Abstracts

Do-It-Yourself, Low-Cost Pop-Up Usability Labs for Learning Experience Designers
This article introduces the concept of pop-up usability labs as a practical and cost-effective solution for conducting usability testing in real-world learning experience design (LXD) contexts. Various configurations of pop-up usability labs are presented, including budget-friendly, portable, semi-permanent, and mobile setups, along with recommendations for hardware and software requirements. The importance of selecting appropriate software packages for usability data analysis is emphasized, with suggestions for low-cost, no-cost, and open-source options for quantitative and qualitative data analyses. Pop-up usability labs offer numerous advantages, such as accommodating limited funding and reaching participants in rural areas. However, they also present challenges that require LXD professionals to become familiar with the equipment and data analysis methods. Despite these limitations, pop-up usability labs provide a viable, resource-efficient approach for LXD professionals to conduct usability testing in real-world settings, identify and address design flaws related to usability, and embrace more human-centered design practices in the development of educational and learning technology products, systems, or services.
Designing and Evaluating a 3D Virtual World Game for English Language Learning: A Learning Experience Design Approach
This study took an iterative multi-phase learning experience design (LXD) approach to design and evaluate a 3D virtual world game focusing on English language learning. Multiple LXD methods were conducted including empathy interview, heuristic evaluation, cognitive walkthrough, and concurrent think-aloud usability testing, in order to identify usability problems and how learners rated the usability of the intervention. A total of 137 usability problems were identified. Learners rated the game with high overall perceived usability. This study provided evidence for the multi-dimensional usability framework proposed by Jahnke and colleagues and its application at a micro level.

--*--

STATED GOAL A
Extract every line of the listing that contains the word "water", treating uppercase and lowercase as different.

--*--

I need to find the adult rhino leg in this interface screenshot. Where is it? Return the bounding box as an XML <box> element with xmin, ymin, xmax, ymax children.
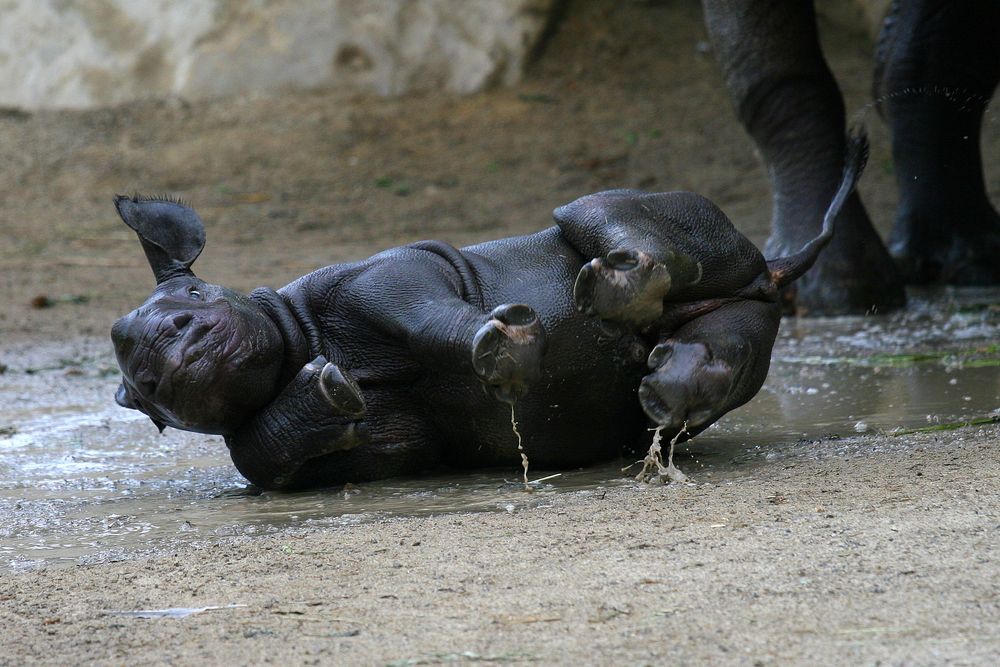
<box><xmin>874</xmin><ymin>0</ymin><xmax>1000</xmax><ymax>285</ymax></box>
<box><xmin>702</xmin><ymin>0</ymin><xmax>905</xmax><ymax>315</ymax></box>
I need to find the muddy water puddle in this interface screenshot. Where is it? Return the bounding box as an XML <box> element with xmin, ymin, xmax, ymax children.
<box><xmin>0</xmin><ymin>290</ymin><xmax>1000</xmax><ymax>569</ymax></box>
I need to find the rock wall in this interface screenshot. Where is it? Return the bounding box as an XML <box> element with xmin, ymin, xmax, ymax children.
<box><xmin>0</xmin><ymin>0</ymin><xmax>556</xmax><ymax>109</ymax></box>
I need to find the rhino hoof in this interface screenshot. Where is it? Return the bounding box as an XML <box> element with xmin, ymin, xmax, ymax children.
<box><xmin>472</xmin><ymin>304</ymin><xmax>545</xmax><ymax>403</ymax></box>
<box><xmin>573</xmin><ymin>250</ymin><xmax>672</xmax><ymax>327</ymax></box>
<box><xmin>319</xmin><ymin>363</ymin><xmax>365</xmax><ymax>418</ymax></box>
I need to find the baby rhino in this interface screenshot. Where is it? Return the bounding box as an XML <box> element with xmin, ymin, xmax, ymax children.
<box><xmin>111</xmin><ymin>134</ymin><xmax>867</xmax><ymax>489</ymax></box>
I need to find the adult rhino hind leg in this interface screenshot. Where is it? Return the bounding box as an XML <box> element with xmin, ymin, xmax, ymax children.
<box><xmin>874</xmin><ymin>0</ymin><xmax>1000</xmax><ymax>285</ymax></box>
<box><xmin>702</xmin><ymin>0</ymin><xmax>905</xmax><ymax>315</ymax></box>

--*--

STATED GOAL B
In the abstracts above, how many usability problems did the study of the 3D virtual world game for English language learning identify?

FULL RESPONSE A
I need to find the muddy water puddle in this interface screenshot. Where is it? Return the bounding box as an XML <box> element with xmin, ymin, xmax, ymax children.

FULL RESPONSE B
137 usability problems.